■ Short exercise
Can you pick up the passage on vector components after its last sentence and continue it?

■ Document
* start *

Vectors are usually described in terms of their components in a coordinate system. Even in everyday life we naturally invoke the concept of orthogonal projections in a rectangular coordinate system. For example, if you ask someone for directions to a particular location, you will more likely be told to go 40 km east and 30 km north than 50 km in the direction 37° north of east.

In a rectangular (Cartesian) xy-coordinate system in a plane, a point in a plane is described by a pair of coordinates (x, y). In a similar fashion, a vector \(\vec{A}\) in a plane is described by a pair of its vector coordinates. The x-coordinate of vector \(\vec{A}\) is called its x-component and the y-coordinate of vector \(\vec{A}\) is called its y-component. The vector x-component is a vector denoted by \(\vec{A}_{x}\). The vector y-component is a vector denoted by \(\vec{A}_{y}\). In the Cartesian system, the x and y **vector components** of a vector are the orthogonal projections of this vector onto the \(x\)- and \(y\)-axes, respectively. In this way, following the parallelogram rule for vector addition, each vector on a Cartesian plane can be expressed as the vector sum of its vector components:

\[ \vec{A} = \vec{A}_{x} + \vec{A}_{y} \ldotp \label{2.10}\]

As illustrated in Figure \(\PageIndex{1}\), vector \(\vec{A}\) is the diagonal of the rectangle where the x-component \(\vec{A}_{x}\) is the side parallel to the x-axis and the y-component \(\vec{A}_{y}\) is the side parallel to the y-axis. Vector component \(\vec{A}_{x}\) is orthogonal to vector component \(\vec{A}_{y}\).

It is customary to denote the positive direction on the x-axis by the unit vector \(\hat{i}\) and the positive direction on the y-axis by the unit vector \(\hat{j}\). Unit vectors of the axes, \(\hat{i}\) and \(\hat{j}\), define two orthogonal directions in the plane. As shown in Figure \(\PageIndex{1}\), the x- and y- components of a vector can now be written in terms of the unit vectors of the axes:

\[ \begin{cases} \vec{A}_{x} = A_{x} \hat{i} \\ \vec{A}_{y} = A_{y} \hat{j} \end{cases} \label{2.11}\]

The vectors \(\vec{A}_{x}\) and \(\vec{A}_{y}\) defined by Equation 2.11 are the vector components of vector \(\vec{A}\). The numbers A_{x} and A_{y} that define the vector components in Equation \ref{2.11} are the **scalar components** of vector \(\vec{A}\). Combining Equation \ref{2.10} with Equation \ref{2.11}, we obtain **the component form of a vector**:

\[\vec{A} = A_{x} \hat{i} + A_{y} \hat{j} \ldotp \label{2.12}\]

If we know the coordinates \(b(x_b, y_b)\) of the origin point of a vector (where b stands for “beginning”) and the coordinates e(x_{e}, y_{e}) of the end point of a vector (where e stands for “end”), we can obtain the scalar components of a vector simply by subtracting the origin point coordinates from the end point coordinates:

\[ \begin{cases} A_{x} = x_{e} - x_{b} \\ A_{y} = y_{e} - y_{b} \ldotp \end{cases} \label{2.13}\]

A mouse pointer on the display monitor of a computer at its initial position is at point (6.0 cm, 1.6 cm) with respect to the lower left-side corner. If you move the pointer to an icon located at point (2.0 cm, 4.5 cm), what is the displacement vector of the pointer?

* end *

Dataset entries:
* start *

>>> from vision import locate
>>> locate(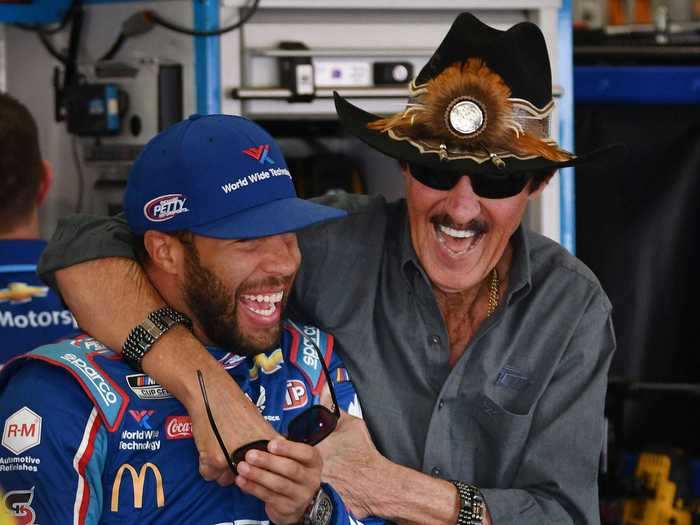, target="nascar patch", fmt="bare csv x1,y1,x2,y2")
126,374,173,400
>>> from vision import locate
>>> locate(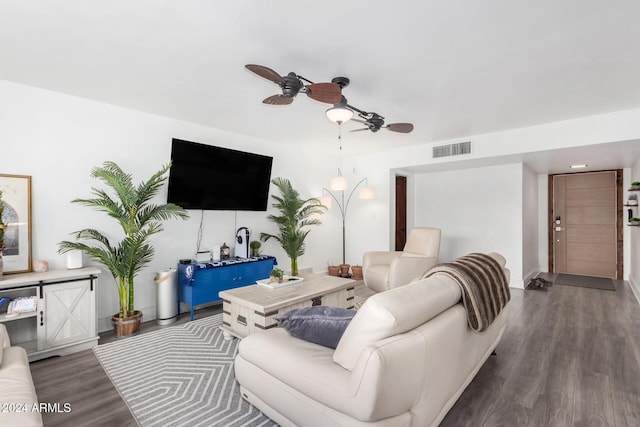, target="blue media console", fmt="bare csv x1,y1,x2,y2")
178,255,277,320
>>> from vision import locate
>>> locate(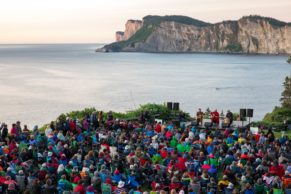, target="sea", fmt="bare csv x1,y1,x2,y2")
0,44,291,128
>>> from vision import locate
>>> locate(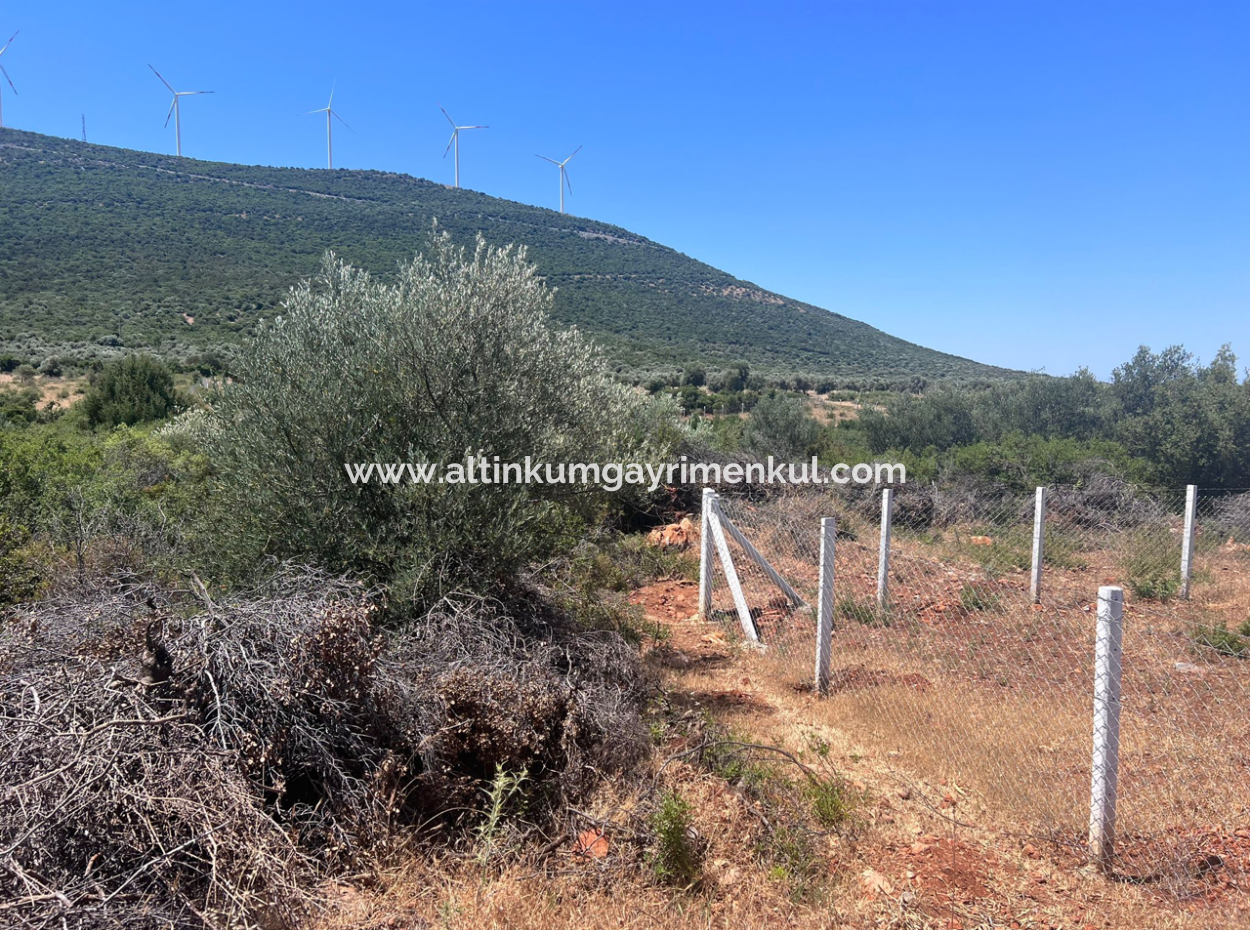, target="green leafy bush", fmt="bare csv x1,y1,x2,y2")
189,236,684,604
83,355,179,426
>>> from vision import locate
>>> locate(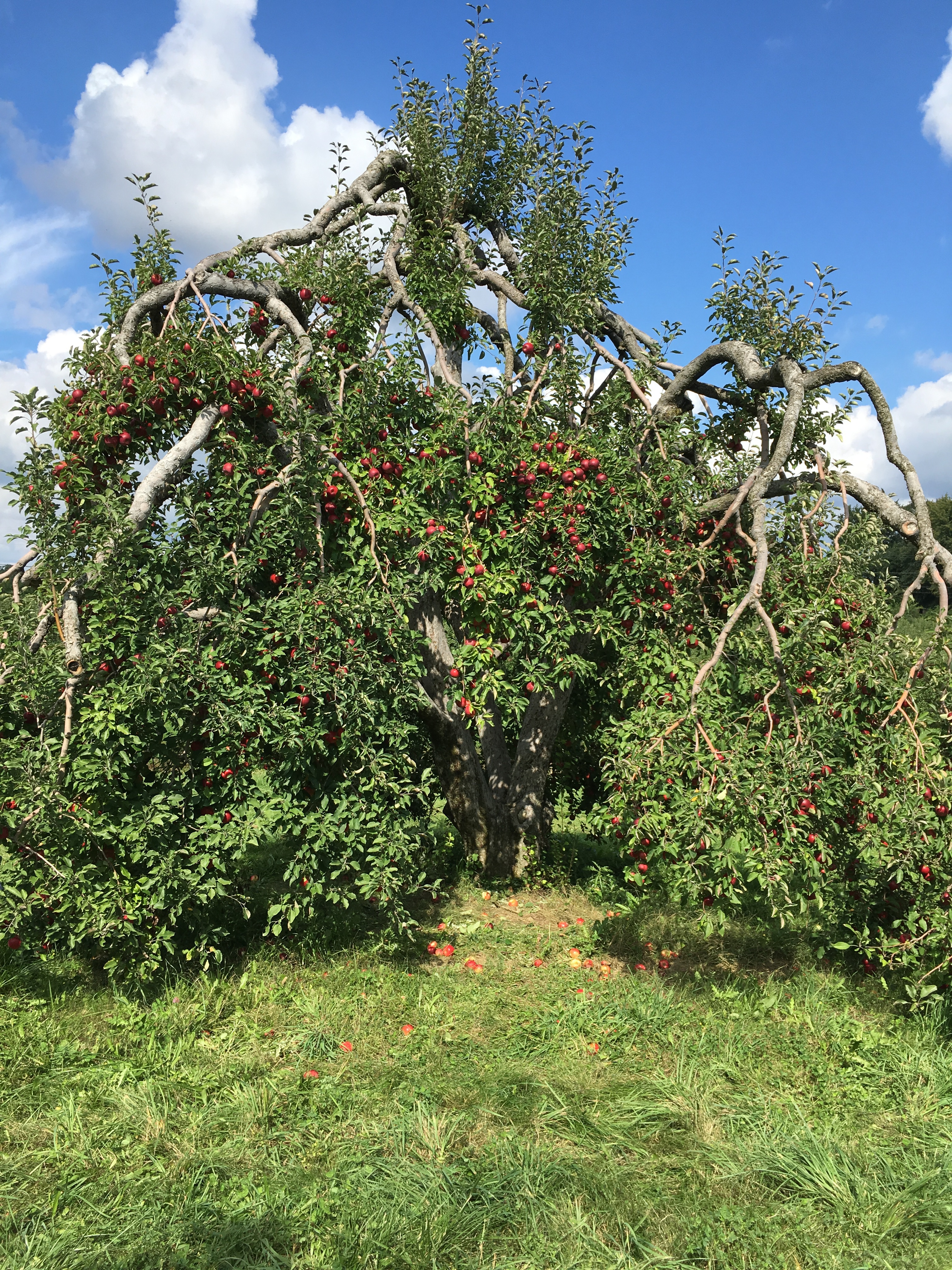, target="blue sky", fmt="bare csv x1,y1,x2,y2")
0,0,952,541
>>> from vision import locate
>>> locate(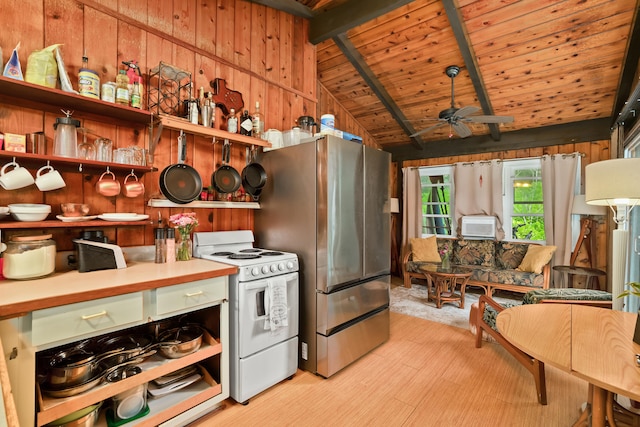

* end *

■ Written answer
**Strategy**

The origin of the xy-coordinate system is the lower left-side corner of the computer monitor. Therefore, the unit vector \(\hat{i}\) on the x-axis points horizontally to the right and the unit vector \(\hat{j}\) on the y-axis points vertically upward. The origin of the displacement vector is located at point b(6.0, 1.6) and the end of the displacement vector is located at point e(2.0, 4.5). Substitute the coordinates of these points into Equation \ref{2.13} to find the scalar components D_{x} and D_{y }of the displacement vector \(\vec{D}\). Finally, substitute the coordinates into Equation \ref{2.12} to write the displacement vector in the vector component form.

###### Solution

We identify x_{b} = 6.0, x_{e} = 2.0, y_{b} = 1.6, and y_{e} = 4.5, where the physical unit is 1 cm. The scalar x- and y-components of the displacement vector are

\[D_{x} = x_{e} - x_{b} = (2.0 - 6.0)\; cm = -4.0\; cm,\]

\[D_{y} = y_{e} - y_{b} = (4.5 - 1.6)\; cm = + 2.9\; cm \ldotp\]

The vector component form of the displacement vector is

\[\vec{D} = D_{x}\; \hat{i} + D_{y}\; \hat{j} = (-4.0\; cm)\; \hat{i} + (2.9\; cm)\; \hat{j} = (-4.0\; \hat{i} + 2.9\; \hat{j})\; cm \ldotp \label{2.14}\]

This solution is shown in Figure \(\PageIndex{2}\).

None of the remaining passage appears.